## BRIEF 1
Copy the entries below verbatim. Begin at the line that contains "Please examine the image and tell me: where is the signboard?" and stop after the final line of the entries.

## PASSAGE PROVIDED
To summarize, it seems to me that the basic tenets of the Work level features of the Akoma Ntoso Namign Convention can still be applied here:

- Country or subdivision (a two-letter code according to ISO 3166-1 or a four-letter code according to ISO 3166-2).
- Type of document.
- Any specification of document subtype, if appropriate.
- The emanating actor, unless implicitly deducible by the document type (e.g., acts and bills do not usually require actor, while ministerial decrees do).
- Original creation date (expressed in YYYY-MM-DD format or just YYYY if the year is enough for identification purposes).
- Number or title or other disambiguating feature of the Work (when appropriate, otherwise the string nn).

Finally, I really like what you say here:

> The expectation is that the ELI URI will be supported directly by the legislation publisher's website. Any resolution will be carried out by them (i.e. the web server is carrying out any resolution).

I really like day after day the idea that ELI is the best way to provide an Item-level addressing scheme for documents that is the closest to map to a LegalCiteM URI reference. I would very much hope we could go forward from this distinction.

Ciao

Fabio

--






On 15/giu/2015, at 23:25, "Tabone, Catherine" <Catherine.Tabone@nationalarchives.gsi.gov.uk> wrote:

> Hi,
>
> As promised I'm sharing some of the issues (not exhaustive) that influenced the development of ELI identifiers as flexible rather than fixed and parseable.
>
> There are several issues that are key here so I've created a separate documents (attached). All information is on legislation as this is all that ELI is concerned with although I doubt there is any less complexity for other legal document types. Just to be clear I'm not necessarily suggesting that the eventual LegaLCiteM standard should follow the ELI pattern exactly but highlighting the issues to add to the information available for consideration in the creation of the citation standard.
>
> A couple of other things to note:
>
> ELI is not just an identifier nor is it intended as a citation/reference scheme. It's designed as a mechanism to make it easier for legislative publishers to exchange information. ELI consists of several things that are designed to be used together (although you don't have to implement everything at once) - a URI scheme, a model for organising legislation versions (based on FRBR) and a set of metadata to be added to legislation content (RDFa is the recommended encoding).
>
> When ELI was initially proposed the first draft of the identifier scheme was a lot more prescriptive. However when investigated it became clear that following this route would make it unlikely that anyone would implement it. The identifying features and the way the FRBR model needed to be implemented were very different in the various countries. There is a significant lack of resources to make major changes to national website as well as the practical barriers (other systems may depend on legislation websites) and political considerations (who gets to tell who how to build their website!) so having something flexible and light-weight was essential in order to get anyone to consider implementation.
>
> Concerning the issue of parseability, this wasn't really considered when the ELI identifier scheme was created. ELI is a URI scheme, it's not a parseable reference or a URN. The expectation is that the ELI URI will be supported directly by the legislation publisher's website. Any resolution will be carried out by them (i.e. the web server is carrying out any resolution). This is a reflection of the fact that the way most people find legislation is via a search engine, like Google, which will have indexed the actual webpage URL. This URL will be the reference that most people will use when citing online legislative sources.

Collection entries:
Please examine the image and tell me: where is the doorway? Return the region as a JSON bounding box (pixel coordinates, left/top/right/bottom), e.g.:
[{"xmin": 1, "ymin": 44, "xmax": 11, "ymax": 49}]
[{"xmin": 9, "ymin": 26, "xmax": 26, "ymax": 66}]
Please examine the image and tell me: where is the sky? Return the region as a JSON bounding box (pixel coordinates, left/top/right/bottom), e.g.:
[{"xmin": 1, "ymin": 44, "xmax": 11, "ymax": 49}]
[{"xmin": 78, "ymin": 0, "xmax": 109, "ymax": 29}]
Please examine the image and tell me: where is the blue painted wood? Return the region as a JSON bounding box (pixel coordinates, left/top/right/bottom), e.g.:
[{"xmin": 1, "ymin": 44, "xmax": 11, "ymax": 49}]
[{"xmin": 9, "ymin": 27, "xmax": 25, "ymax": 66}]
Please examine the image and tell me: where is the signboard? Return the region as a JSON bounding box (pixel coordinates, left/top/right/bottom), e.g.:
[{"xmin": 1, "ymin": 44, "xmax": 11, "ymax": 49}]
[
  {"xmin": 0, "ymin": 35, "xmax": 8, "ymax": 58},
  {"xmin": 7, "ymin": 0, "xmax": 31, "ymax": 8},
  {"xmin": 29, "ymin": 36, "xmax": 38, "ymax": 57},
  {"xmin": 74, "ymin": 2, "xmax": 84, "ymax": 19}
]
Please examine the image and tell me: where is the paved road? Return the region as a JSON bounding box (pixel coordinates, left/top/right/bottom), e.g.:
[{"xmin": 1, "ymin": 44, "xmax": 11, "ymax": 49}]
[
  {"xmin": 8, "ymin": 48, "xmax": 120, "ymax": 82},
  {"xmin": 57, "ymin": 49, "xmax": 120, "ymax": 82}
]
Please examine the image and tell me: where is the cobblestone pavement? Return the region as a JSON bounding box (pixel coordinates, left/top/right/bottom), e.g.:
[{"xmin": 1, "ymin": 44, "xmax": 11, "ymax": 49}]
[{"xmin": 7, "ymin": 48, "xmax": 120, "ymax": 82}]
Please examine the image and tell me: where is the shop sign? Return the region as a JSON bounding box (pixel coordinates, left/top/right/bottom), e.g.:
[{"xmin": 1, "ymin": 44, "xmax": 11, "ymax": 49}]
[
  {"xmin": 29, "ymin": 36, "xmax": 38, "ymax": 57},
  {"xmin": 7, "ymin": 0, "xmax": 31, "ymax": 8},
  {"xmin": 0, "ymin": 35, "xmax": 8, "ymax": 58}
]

## BRIEF 2
Repeat a stretch of the email thread on ELI identifiers word for word. Begin at the words "Finally, I really" and stop after "from this distinction.".

## FULL OUTPUT 1
Please examine the image and tell me: where is the signboard? Return the region as a JSON bounding box (pixel coordinates, left/top/right/bottom), e.g.:
[{"xmin": 1, "ymin": 44, "xmax": 11, "ymax": 49}]
[
  {"xmin": 0, "ymin": 35, "xmax": 8, "ymax": 58},
  {"xmin": 7, "ymin": 0, "xmax": 31, "ymax": 8},
  {"xmin": 29, "ymin": 36, "xmax": 38, "ymax": 57},
  {"xmin": 74, "ymin": 2, "xmax": 84, "ymax": 19}
]
Please examine the image and tell me: where is the paved road? Return the region as a JSON bounding box (pixel coordinates, left/top/right/bottom), e.g.:
[{"xmin": 1, "ymin": 44, "xmax": 11, "ymax": 49}]
[
  {"xmin": 8, "ymin": 48, "xmax": 120, "ymax": 82},
  {"xmin": 57, "ymin": 49, "xmax": 120, "ymax": 82}
]
Please examine the image and tell me: where is the cobblestone pavement? Return the region as a JSON bounding box (pixel coordinates, left/top/right/bottom), e.g.:
[{"xmin": 1, "ymin": 44, "xmax": 11, "ymax": 49}]
[{"xmin": 7, "ymin": 48, "xmax": 120, "ymax": 82}]
Please examine the image and tell me: where is the shop sign? Return the region as a JSON bounding box (pixel coordinates, left/top/right/bottom), e.g.:
[{"xmin": 1, "ymin": 44, "xmax": 11, "ymax": 49}]
[
  {"xmin": 29, "ymin": 36, "xmax": 38, "ymax": 57},
  {"xmin": 7, "ymin": 0, "xmax": 31, "ymax": 8},
  {"xmin": 0, "ymin": 35, "xmax": 8, "ymax": 58}
]

## FULL OUTPUT 2
Finally, I really like what you say here:

> The expectation is that the ELI URI will be supported directly by the legislation publisher's website. Any resolution will be carried out by them (i.e. the web server is carrying out any resolution).

I really like day after day the idea that ELI is the best way to provide an Item-level addressing scheme for documents that is the closest to map to a LegalCiteM URI reference. I would very much hope we could go forward from this distinction.